Crohn's Disease: The Evidence-Based Supplement Protocol
Crohn's disease management is driven by 5-ASAs, immunomodulators, biologic agents, and (in some patients) surgery. Supplements address the high-prevalence nutritional deficiencies that accompany the disease, plus a few adjunctive anti-inflammatory roles. All supplement use should be coordinated with the IBD team — drug interactions with immunomodulators are real.
Vitamin D — Repletion to Serum 25-OH-D 40+ ng/mL
Vitamin D deficiency is prevalent in Crohn's (60–70% of newly diagnosed adults) due to terminal ileal disease impairing absorption. Higher serum 25-OH-D is associated with reduced disease activity and reduced relapse risk in cohort data. The 2010 Jorgensen RCT in adults with quiescent Crohn's showed that 1,200 IU daily reduced relapse rate over one year. Target 40+ ng/mL; many Crohn's patients need 4,000–10,000 IU daily to maintain. See vitamin D dose guide.
EPA + DHA Omega-3, 2–3 g Daily
Omega-3 trials in Crohn's are mixed. The EPIC trials (EPIC-1 and EPIC-2) failed to show maintenance-of-remission benefit at 4 g of an enteric-coated formulation. Smaller earlier trials and cohort data suggest modest signal. Reasonable adjunct for cardiovascular and general anti-inflammatory benefit, but not a primary IBD intervention. See our omega-3 piece.

=-=-=-=-=

USING THE INFORMATION:
a) According to the text on Crohn's disease supplements, what share of newly diagnosed adults with Crohn's have vitamin D deficiency?
b) From the text on Crohn's disease supplements, copy word for word the passage from "Vitamin D —" to "our omega-3 piece.".

SOURCE MATERIAL:

=-=-=-=-=

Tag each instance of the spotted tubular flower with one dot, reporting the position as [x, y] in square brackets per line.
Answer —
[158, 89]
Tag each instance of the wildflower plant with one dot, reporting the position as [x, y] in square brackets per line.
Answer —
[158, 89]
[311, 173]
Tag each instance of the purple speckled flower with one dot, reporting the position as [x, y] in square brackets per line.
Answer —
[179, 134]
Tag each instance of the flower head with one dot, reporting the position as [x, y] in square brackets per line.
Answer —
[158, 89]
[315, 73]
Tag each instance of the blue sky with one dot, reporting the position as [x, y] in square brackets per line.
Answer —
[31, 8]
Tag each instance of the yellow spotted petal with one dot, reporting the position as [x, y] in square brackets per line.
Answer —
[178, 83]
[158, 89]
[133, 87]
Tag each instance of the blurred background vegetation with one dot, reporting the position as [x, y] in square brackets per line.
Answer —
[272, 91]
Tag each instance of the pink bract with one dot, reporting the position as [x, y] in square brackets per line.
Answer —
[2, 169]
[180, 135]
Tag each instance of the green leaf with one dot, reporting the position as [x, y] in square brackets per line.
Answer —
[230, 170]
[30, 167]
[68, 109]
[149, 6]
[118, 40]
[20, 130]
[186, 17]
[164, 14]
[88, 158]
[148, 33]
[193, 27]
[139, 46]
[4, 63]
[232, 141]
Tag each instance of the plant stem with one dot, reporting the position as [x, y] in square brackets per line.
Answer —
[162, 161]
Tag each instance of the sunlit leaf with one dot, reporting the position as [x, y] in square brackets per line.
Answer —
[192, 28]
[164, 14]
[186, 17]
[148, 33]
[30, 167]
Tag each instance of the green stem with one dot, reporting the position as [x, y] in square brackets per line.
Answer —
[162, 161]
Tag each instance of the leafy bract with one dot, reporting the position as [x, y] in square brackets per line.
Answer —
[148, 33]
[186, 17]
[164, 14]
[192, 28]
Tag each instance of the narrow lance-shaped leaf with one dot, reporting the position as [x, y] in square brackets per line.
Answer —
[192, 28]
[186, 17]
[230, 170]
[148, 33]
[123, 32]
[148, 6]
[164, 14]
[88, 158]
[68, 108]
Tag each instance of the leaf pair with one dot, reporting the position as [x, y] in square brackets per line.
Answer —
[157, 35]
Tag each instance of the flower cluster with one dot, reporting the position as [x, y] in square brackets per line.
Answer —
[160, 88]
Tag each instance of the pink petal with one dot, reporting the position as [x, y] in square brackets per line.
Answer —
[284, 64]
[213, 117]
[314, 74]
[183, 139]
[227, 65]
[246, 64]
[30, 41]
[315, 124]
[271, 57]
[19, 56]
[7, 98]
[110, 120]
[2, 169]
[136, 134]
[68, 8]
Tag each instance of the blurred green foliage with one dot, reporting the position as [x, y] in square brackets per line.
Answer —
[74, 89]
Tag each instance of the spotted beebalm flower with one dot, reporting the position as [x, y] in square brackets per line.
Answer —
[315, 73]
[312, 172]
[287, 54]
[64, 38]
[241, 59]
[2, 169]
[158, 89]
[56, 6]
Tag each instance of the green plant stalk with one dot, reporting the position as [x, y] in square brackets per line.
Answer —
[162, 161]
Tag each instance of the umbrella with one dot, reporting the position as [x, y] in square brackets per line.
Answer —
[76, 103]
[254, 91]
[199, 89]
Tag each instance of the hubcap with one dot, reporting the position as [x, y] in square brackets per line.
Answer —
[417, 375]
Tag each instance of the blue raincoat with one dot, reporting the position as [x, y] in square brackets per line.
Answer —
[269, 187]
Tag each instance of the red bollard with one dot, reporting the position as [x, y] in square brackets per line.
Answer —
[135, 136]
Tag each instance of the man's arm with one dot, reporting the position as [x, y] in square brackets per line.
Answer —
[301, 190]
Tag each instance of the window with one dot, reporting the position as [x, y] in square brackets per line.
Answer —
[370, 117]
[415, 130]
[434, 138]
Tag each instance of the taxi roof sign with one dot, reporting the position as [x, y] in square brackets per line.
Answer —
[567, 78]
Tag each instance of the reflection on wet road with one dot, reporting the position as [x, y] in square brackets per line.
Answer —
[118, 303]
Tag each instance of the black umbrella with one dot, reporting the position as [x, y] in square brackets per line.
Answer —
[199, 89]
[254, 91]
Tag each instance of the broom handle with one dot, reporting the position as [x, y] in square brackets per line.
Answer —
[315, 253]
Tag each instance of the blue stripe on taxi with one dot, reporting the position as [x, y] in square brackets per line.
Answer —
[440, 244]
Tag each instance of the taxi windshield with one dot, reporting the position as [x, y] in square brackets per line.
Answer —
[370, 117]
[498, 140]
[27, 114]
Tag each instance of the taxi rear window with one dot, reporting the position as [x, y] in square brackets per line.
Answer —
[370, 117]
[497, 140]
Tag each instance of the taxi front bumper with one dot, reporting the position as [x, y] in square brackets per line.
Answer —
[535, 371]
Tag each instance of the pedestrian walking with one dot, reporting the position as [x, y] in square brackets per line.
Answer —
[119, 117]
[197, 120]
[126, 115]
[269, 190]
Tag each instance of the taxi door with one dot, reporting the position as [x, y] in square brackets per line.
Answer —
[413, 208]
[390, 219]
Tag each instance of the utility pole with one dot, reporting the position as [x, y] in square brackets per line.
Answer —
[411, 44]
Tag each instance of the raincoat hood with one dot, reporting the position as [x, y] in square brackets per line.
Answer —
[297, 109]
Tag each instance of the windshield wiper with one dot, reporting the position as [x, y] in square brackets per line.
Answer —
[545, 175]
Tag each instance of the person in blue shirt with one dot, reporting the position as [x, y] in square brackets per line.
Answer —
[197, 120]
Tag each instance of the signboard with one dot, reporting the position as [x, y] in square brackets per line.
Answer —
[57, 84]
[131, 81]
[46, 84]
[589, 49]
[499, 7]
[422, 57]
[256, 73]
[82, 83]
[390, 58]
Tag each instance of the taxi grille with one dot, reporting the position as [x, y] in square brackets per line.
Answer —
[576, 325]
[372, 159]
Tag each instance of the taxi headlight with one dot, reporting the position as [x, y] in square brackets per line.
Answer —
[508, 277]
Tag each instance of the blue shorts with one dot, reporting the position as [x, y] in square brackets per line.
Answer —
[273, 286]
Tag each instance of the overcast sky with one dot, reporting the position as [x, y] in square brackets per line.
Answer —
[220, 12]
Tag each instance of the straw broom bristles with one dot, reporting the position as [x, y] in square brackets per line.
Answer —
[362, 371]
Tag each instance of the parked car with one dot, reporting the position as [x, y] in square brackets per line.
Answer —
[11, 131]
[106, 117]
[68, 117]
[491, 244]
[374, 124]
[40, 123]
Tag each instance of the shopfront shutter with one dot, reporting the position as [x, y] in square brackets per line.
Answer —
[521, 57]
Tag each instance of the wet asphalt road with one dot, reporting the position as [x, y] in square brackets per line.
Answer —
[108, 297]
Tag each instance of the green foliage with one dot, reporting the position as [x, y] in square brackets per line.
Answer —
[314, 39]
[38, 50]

=-=-=-=-=

SOLVED TASKS:
a) 60–70%

b)
Vitamin D — Repletion to Serum 25-OH-D 40+ ng/mL
Vitamin D deficiency is prevalent in Crohn's (60–70% of newly diagnosed adults) due to terminal ileal disease impairing absorption. Higher serum 25-OH-D is associated with reduced disease activity and reduced relapse risk in cohort data. The 2010 Jorgensen RCT in adults with quiescent Crohn's showed that 1,200 IU daily reduced relapse rate over one year. Target 40+ ng/mL; many Crohn's patients need 4,000–10,000 IU daily to maintain. See vitamin D dose guide.
EPA + DHA Omega-3, 2–3 g Daily
Omega-3 trials in Crohn's are mixed. The EPIC trials (EPIC-1 and EPIC-2) failed to show maintenance-of-remission benefit at 4 g of an enteric-coated formulation. Smaller earlier trials and cohort data suggest modest signal. Reasonable adjunct for cardiovascular and general anti-inflammatory benefit, but not a primary IBD intervention. See our omega-3 piece.